* TASK BRIEF
When you reach the line containing "target | flying bird" in the entries below, start writing out each line exactly, and stop after the line containing "task | one point per instance, each pair like [209, 16]".

DATA SECTION Start Marker

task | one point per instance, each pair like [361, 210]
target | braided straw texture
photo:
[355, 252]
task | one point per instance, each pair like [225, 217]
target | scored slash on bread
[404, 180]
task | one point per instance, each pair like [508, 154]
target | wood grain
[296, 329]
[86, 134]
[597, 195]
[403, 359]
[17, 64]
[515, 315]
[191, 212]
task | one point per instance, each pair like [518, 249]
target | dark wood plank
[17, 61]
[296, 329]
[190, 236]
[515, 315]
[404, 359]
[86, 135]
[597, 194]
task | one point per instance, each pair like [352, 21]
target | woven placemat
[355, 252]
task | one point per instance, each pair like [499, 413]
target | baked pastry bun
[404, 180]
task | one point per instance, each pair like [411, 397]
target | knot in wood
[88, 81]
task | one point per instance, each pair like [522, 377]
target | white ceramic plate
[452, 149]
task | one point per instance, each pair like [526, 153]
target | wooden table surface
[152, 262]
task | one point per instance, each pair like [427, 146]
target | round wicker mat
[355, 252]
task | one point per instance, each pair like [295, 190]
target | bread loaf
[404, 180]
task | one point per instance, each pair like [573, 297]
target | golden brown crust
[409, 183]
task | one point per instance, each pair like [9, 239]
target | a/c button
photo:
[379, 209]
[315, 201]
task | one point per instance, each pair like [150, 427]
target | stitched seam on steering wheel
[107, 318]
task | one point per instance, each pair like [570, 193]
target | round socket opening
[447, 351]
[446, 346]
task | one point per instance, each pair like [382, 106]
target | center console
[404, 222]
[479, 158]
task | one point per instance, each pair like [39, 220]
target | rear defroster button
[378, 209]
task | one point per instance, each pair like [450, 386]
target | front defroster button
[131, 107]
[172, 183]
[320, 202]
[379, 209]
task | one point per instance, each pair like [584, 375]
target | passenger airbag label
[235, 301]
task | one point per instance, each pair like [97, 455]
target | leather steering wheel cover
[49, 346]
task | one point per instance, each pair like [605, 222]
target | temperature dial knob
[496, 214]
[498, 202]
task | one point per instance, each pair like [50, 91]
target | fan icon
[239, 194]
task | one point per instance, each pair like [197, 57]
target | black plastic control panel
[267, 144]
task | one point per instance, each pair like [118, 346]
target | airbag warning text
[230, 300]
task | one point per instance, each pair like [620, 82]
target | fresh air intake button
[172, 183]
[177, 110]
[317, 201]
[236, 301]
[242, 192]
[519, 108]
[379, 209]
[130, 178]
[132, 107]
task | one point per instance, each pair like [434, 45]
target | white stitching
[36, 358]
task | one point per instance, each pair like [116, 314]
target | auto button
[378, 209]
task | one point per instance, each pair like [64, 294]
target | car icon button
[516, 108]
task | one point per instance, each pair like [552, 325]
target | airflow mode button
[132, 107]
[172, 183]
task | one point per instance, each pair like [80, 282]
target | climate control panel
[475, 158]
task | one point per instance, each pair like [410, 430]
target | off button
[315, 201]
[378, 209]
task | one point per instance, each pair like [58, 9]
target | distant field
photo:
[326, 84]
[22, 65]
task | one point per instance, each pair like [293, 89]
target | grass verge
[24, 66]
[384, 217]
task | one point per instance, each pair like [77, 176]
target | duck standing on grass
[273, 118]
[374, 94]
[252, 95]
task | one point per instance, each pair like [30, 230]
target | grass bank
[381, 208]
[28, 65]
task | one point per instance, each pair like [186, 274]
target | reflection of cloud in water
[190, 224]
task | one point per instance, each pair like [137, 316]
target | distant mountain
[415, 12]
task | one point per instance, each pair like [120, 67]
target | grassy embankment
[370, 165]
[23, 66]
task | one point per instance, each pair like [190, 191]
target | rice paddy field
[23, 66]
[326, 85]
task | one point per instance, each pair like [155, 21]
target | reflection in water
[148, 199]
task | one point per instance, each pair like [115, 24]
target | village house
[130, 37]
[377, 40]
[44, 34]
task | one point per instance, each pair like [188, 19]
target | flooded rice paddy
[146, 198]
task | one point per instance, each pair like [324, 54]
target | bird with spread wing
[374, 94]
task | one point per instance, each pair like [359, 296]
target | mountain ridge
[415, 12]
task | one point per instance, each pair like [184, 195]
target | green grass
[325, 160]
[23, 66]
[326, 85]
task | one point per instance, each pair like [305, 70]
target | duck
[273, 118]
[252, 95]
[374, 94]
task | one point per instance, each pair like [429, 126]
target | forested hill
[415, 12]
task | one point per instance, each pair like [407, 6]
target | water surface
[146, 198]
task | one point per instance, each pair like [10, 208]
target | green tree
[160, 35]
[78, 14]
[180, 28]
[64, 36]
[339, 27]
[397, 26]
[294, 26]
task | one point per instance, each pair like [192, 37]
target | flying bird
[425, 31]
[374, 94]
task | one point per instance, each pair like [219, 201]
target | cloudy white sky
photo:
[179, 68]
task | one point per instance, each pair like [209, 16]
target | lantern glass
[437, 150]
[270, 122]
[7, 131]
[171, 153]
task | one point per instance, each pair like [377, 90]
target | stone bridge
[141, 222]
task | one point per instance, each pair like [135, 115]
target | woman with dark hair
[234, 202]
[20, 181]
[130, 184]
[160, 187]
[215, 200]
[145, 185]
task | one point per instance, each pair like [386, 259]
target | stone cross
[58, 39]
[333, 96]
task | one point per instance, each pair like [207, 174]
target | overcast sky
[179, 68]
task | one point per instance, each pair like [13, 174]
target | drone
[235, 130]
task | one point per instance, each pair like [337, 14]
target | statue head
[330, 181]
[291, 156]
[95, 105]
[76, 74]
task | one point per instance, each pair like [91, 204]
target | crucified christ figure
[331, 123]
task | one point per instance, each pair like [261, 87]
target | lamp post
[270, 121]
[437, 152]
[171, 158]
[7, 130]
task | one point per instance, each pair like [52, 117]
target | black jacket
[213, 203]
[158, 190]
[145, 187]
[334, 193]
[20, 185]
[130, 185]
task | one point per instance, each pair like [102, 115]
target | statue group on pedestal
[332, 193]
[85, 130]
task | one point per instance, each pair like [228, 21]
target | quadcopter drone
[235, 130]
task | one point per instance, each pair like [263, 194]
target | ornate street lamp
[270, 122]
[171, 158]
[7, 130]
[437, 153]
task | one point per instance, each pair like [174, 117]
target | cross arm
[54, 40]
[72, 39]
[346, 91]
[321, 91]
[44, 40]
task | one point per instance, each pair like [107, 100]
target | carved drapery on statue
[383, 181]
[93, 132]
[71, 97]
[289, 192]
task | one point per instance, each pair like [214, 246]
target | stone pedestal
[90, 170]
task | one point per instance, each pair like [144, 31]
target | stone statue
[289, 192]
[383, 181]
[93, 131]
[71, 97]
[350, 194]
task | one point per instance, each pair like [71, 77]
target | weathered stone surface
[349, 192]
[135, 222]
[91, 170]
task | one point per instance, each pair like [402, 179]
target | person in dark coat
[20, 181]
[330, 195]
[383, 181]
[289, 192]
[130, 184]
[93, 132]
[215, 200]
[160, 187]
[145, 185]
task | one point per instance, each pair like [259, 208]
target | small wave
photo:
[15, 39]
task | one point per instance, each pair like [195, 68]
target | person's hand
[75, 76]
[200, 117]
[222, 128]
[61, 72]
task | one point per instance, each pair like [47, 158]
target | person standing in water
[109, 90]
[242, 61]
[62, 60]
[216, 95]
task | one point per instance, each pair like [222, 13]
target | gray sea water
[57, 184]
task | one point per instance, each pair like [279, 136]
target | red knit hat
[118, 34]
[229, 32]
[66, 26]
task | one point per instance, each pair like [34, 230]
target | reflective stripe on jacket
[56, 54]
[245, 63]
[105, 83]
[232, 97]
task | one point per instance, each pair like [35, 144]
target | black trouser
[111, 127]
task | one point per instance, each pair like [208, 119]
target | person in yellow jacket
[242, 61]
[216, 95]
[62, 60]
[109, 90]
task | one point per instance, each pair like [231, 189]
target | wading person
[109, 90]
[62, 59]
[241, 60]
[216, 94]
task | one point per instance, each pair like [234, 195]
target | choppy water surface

DATA SECTION End Marker

* ANSWER AREA
target | flying bird
[425, 31]
[374, 94]
task | one point per instance, each pair like [219, 201]
target | cloudy white sky
photo:
[179, 68]
task | one point per instance, each pair like [209, 16]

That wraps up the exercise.